Problems and tasks -
**1.** Reproduce word for word the stretch of the album-covers essay from "No Man's Land: I" through "ductwork in places...".
**2.** Pick up the essay about album covers and continue it after its final sentence.

Reading text -
No Man's Land: I Hate the Fucking Eagles, Man

by Austin Segrest

When I was ten or eleven, in about 1990, I found myself with unsupervised access to my parents’ vinyl. Crates snaked around the not-quite crawlspace. The furnace in the corner, a punching bag my brother got Dad to help him hang, Dad’s racks of spoiled wine, you had to duck the ductwork in places...

Did I salvage all that great vinyl? Study the masters, become a great musician? No. I ransacked and rampaged, and just as I figured, nobody noticed or cared.

The mess of their marriage; their vastly contrasting, incompatible passions withdrawn, indrawn, as Elizabeth Bishop writes—in that heyday of cassette tapes, with cd’s on the horizon, that storeroom was my wasteland.

I was pulled in by cover art—especially Mom’s rock albums: anything dark, wicked, sexy. Offset by vibrant collage, on Santana’s second album, Abraxas (1970), a white dove is perched before the spread legs of a voluptuous nude. Or, like a mashup of Maurice Sendak and Jim Henson, Nazareth’s 1975 Hair of the Dog: the bladed wings and ears and fangs of which I realize now is probably Cerberus. Discarding most of the records themselves (consigned to what suburban darkness?), I started—well, twenty years later I wrote a poem about it, a phrase-for-phrase riff on W.B. Yeats’ glorious little “Coat” (1912). Here’s Yeats:

I made my song a coat
Covered with embroideries
Out of old mythologies From heel to throat;
But the fools caught it,
Wore it in the world’s eyes
As though they’d wrought it. Song, let them take it
For there’s more enterprise
In walking naked.

Here’s my “Eternity for Men.”

I made my walls a quilt
of 60s album covers
recovered from my mother’s
days at Vanderbilt.
But riled allergens
set off the family’s asthma,
grounding the resurgence.
Cologne, ill-fated,
just made the miasma
worse when I sprayed it.

Too much, too far! Two covers led to three led to realizing I could cover every inch of my bedroom’s walls. Well, I found the limit. Got everyone’s attention. Goodbye, beautiful strange covers! Who knows who all I poached—Janis, Otis, Joe Cocker, The Everly Brothers, BB King... My short-lived mold of many colors.

Extracted entries -
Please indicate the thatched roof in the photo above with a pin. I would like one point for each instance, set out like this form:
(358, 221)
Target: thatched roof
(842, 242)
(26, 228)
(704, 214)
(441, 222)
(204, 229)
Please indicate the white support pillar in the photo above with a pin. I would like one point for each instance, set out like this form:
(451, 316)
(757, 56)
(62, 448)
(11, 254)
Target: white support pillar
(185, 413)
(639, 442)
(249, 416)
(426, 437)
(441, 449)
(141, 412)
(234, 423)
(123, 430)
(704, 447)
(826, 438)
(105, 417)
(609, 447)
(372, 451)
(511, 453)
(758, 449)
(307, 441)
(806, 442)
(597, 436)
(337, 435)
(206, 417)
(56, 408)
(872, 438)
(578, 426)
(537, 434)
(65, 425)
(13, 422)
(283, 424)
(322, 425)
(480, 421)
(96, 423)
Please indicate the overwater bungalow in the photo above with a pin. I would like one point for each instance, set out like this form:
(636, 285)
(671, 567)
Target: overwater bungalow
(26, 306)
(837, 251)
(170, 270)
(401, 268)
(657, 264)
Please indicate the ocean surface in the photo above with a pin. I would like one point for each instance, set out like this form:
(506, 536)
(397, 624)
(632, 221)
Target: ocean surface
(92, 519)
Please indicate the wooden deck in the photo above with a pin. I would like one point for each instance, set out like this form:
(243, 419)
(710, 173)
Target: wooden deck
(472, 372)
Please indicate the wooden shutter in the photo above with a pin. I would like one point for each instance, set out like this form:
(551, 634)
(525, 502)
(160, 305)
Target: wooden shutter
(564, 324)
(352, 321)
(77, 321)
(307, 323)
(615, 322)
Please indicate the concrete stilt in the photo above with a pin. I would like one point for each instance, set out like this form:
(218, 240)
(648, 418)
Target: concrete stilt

* * *

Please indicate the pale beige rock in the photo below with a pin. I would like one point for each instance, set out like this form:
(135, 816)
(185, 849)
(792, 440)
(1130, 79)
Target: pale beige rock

Responses for each task -
**1.**
No Man's Land: I Hate the Fucking Eagles, Man

by Austin Segrest

When I was ten or eleven, in about 1990, I found myself with unsupervised access to my parents’ vinyl. Crates snaked around the not-quite crawlspace. The furnace in the corner, a punching bag my brother got Dad to help him hang, Dad’s racks of spoiled wine, you had to duck the ductwork in places...

**2.**
Oh, the burgeonings of taste! Where do they come from, how do they take? How we tend to forget those basements of dim incubation.

Naturally, growing up, I copied my older brother, who copied the kids he looked up to. Or rather, à la Harold Bloom’s The Anxiety of Influence, I copied and swerved: he liked Mötley Crüe, so I liked Poison...

I loved my parents’ music, what they listened to, in striking contrast, in their separate spheres: the ozone and crackle of Dad’s German-built stereo system running along the upstairs hall; downtown NPR classical in his brown hatchback; the benchseat love songs and hooks of Mom’s country and rock—at a late- 80s nadir of softness, to which my sweet-dreaming soul took like an almond to dark chocolate. My parents’ vinyl—how to say it?—artifacted their sensibilities. No surprise that I now love and study old stuff and make poems out of the family vault.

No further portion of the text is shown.